___ Given data

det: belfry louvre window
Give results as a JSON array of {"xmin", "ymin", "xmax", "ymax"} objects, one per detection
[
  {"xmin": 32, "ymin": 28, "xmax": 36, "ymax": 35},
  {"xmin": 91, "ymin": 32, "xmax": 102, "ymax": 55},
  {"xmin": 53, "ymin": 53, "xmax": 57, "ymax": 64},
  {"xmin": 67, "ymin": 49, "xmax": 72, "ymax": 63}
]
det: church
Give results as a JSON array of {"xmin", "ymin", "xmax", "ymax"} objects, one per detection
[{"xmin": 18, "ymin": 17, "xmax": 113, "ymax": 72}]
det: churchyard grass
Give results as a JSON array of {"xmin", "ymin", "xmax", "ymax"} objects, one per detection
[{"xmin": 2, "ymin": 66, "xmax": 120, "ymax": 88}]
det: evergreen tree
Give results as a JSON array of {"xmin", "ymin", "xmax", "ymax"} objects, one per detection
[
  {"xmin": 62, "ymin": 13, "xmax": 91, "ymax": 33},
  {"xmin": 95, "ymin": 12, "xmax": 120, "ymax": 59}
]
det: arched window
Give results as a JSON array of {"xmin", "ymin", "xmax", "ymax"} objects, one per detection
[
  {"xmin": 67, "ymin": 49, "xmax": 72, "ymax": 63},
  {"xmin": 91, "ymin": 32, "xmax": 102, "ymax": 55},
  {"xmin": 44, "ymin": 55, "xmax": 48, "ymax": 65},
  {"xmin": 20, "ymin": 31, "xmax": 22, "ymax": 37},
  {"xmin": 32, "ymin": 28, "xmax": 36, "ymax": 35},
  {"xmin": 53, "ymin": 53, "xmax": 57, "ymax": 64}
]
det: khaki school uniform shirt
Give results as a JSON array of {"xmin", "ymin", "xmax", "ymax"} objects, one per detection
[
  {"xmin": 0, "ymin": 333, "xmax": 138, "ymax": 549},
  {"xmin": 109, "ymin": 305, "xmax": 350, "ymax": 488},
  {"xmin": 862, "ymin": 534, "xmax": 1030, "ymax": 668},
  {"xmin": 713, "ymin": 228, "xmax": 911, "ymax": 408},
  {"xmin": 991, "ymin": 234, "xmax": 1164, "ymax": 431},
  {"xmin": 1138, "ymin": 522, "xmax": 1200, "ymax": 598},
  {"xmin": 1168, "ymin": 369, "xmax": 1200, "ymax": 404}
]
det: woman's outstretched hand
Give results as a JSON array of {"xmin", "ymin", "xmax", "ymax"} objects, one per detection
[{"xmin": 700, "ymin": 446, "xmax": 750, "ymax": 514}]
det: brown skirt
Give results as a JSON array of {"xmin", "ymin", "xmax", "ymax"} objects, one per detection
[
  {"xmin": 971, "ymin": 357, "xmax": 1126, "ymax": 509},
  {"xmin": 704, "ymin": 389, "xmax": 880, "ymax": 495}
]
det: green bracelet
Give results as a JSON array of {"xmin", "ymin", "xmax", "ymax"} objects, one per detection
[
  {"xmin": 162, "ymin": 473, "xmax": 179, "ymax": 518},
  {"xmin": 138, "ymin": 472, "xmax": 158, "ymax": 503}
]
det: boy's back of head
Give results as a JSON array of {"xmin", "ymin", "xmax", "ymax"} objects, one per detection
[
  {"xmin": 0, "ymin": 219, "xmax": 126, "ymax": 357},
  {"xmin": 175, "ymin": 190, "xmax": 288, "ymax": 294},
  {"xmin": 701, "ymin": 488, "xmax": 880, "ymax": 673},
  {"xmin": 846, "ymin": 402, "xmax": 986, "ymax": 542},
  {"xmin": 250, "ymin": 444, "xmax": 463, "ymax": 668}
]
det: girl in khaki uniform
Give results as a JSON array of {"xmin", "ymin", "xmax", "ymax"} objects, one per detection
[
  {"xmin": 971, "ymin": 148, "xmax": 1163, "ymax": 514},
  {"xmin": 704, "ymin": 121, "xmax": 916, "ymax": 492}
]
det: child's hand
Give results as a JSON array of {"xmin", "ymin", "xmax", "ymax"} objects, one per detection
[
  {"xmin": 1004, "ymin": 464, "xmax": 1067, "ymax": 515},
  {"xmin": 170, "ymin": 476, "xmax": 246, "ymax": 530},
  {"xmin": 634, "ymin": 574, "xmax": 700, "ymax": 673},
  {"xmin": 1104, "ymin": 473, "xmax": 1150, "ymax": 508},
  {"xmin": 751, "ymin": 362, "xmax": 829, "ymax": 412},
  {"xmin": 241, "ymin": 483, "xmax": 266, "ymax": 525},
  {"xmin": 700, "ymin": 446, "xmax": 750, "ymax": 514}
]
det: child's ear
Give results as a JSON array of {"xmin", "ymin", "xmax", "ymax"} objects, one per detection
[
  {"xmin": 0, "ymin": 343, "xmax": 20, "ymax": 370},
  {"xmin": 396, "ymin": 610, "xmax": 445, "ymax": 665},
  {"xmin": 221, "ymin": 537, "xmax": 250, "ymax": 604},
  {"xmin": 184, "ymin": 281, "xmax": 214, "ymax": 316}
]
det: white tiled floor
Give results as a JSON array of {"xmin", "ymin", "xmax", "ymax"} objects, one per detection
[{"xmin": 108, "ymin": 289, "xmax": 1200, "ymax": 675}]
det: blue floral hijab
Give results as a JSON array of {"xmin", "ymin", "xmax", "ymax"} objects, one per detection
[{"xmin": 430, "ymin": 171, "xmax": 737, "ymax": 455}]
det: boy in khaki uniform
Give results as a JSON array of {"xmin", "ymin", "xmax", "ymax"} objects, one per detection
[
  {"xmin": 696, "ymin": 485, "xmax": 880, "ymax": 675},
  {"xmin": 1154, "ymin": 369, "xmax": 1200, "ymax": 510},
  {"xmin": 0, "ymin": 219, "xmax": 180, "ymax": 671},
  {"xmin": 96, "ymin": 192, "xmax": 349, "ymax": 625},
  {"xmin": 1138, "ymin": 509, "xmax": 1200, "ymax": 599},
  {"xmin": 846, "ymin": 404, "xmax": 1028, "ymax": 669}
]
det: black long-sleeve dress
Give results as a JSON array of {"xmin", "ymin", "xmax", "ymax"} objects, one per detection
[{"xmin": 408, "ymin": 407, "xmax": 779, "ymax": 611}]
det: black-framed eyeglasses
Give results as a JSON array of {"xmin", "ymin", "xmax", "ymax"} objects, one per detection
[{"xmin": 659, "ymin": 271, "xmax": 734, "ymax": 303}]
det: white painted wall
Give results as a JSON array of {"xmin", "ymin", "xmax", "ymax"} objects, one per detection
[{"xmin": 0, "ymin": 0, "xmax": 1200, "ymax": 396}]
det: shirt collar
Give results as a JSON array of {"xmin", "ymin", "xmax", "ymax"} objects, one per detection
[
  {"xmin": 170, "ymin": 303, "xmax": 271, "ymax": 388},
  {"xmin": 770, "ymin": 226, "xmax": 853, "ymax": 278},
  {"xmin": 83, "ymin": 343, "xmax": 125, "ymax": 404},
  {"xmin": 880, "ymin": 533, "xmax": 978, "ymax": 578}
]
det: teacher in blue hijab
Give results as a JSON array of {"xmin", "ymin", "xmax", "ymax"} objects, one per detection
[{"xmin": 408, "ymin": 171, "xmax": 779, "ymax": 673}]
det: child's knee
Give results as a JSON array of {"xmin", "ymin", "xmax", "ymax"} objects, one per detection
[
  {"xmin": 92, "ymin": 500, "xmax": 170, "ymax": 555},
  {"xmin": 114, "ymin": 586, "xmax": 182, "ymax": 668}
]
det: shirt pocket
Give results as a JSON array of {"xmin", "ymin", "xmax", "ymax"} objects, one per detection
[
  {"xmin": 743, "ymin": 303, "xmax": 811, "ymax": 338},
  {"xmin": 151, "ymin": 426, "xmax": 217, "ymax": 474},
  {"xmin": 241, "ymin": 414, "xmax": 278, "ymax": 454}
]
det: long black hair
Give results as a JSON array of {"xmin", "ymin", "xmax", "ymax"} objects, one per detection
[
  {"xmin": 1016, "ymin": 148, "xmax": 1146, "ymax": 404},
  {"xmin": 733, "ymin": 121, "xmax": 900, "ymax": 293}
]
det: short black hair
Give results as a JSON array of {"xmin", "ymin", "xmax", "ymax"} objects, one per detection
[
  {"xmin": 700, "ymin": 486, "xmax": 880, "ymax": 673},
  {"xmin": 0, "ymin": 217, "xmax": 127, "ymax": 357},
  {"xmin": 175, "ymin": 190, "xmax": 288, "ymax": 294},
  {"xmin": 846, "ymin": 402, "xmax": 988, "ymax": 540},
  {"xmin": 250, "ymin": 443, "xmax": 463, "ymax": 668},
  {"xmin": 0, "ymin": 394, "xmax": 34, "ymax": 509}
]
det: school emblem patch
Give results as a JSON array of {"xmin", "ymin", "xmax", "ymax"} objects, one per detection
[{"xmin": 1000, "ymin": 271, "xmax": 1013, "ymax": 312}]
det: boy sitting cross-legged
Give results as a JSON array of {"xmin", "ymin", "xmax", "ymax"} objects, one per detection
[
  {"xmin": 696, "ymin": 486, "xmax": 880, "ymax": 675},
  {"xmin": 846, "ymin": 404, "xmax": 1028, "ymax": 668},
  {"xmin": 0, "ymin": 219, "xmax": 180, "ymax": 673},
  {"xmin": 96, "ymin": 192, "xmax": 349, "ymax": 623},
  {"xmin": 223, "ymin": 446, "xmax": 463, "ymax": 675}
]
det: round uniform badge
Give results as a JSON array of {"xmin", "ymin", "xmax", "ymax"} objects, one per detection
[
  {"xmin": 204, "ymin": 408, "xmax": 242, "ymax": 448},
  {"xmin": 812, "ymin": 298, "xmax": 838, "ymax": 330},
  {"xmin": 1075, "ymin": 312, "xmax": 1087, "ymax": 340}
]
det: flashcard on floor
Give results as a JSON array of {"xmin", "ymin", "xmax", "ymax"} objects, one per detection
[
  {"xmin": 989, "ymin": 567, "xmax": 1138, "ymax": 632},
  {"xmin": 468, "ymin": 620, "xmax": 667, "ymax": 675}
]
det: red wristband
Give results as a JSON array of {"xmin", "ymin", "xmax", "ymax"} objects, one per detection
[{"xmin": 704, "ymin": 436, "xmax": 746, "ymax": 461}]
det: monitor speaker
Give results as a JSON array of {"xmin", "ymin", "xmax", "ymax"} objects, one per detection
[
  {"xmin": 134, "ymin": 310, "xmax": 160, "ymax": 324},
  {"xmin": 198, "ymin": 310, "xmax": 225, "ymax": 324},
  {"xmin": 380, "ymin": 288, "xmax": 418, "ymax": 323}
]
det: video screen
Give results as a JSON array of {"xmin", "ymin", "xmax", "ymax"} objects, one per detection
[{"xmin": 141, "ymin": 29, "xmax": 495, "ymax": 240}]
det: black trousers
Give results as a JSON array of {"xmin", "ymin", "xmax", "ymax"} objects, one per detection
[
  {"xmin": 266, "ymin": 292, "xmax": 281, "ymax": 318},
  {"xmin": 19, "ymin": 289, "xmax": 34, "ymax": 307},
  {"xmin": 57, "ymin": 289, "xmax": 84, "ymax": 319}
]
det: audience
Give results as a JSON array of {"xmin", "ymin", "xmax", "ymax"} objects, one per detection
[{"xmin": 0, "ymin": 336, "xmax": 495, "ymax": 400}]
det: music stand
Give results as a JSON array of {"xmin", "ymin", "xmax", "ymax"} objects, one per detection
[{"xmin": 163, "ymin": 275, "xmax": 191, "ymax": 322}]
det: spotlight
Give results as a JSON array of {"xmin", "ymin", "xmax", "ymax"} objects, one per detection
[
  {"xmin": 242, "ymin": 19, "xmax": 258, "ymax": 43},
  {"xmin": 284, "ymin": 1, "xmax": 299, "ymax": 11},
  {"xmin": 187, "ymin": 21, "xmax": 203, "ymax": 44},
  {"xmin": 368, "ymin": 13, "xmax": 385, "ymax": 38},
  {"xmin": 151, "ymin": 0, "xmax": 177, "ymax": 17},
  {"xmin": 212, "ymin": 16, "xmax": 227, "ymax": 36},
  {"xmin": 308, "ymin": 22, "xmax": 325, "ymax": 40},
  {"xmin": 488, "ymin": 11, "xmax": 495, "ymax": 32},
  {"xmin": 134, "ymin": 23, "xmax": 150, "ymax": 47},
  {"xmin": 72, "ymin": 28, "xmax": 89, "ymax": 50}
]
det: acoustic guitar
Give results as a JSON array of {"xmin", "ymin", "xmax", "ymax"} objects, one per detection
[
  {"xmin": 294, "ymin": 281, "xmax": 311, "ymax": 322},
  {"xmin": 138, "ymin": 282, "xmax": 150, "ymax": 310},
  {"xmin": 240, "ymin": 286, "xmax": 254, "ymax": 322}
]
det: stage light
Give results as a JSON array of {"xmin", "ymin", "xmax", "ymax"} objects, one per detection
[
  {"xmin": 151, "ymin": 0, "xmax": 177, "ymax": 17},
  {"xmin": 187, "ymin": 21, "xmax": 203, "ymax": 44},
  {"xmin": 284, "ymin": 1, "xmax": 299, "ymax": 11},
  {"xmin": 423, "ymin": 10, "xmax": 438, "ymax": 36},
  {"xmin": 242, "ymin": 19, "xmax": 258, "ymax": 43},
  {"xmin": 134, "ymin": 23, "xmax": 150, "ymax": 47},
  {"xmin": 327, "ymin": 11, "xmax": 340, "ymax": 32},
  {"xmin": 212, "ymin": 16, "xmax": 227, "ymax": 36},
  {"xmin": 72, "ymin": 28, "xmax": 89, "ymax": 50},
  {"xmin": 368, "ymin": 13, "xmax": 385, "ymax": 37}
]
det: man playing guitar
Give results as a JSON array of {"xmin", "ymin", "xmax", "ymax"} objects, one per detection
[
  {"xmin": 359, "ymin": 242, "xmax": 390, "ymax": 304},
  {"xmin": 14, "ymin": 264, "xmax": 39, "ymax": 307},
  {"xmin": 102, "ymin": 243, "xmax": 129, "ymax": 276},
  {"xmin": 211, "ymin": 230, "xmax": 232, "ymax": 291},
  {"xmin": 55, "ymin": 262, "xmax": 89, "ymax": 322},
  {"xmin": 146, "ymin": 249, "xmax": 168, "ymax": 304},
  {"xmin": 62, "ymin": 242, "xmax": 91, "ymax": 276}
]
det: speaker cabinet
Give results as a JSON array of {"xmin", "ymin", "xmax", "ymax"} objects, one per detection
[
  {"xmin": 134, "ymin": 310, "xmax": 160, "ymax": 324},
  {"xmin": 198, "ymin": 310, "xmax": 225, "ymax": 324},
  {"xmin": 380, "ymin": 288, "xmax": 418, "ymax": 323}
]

______

§ **Requirements**
Pull out each line of the items above that contains the word "long".

§ **Result for this exercise**
det: black long-sleeve dress
det: long black hair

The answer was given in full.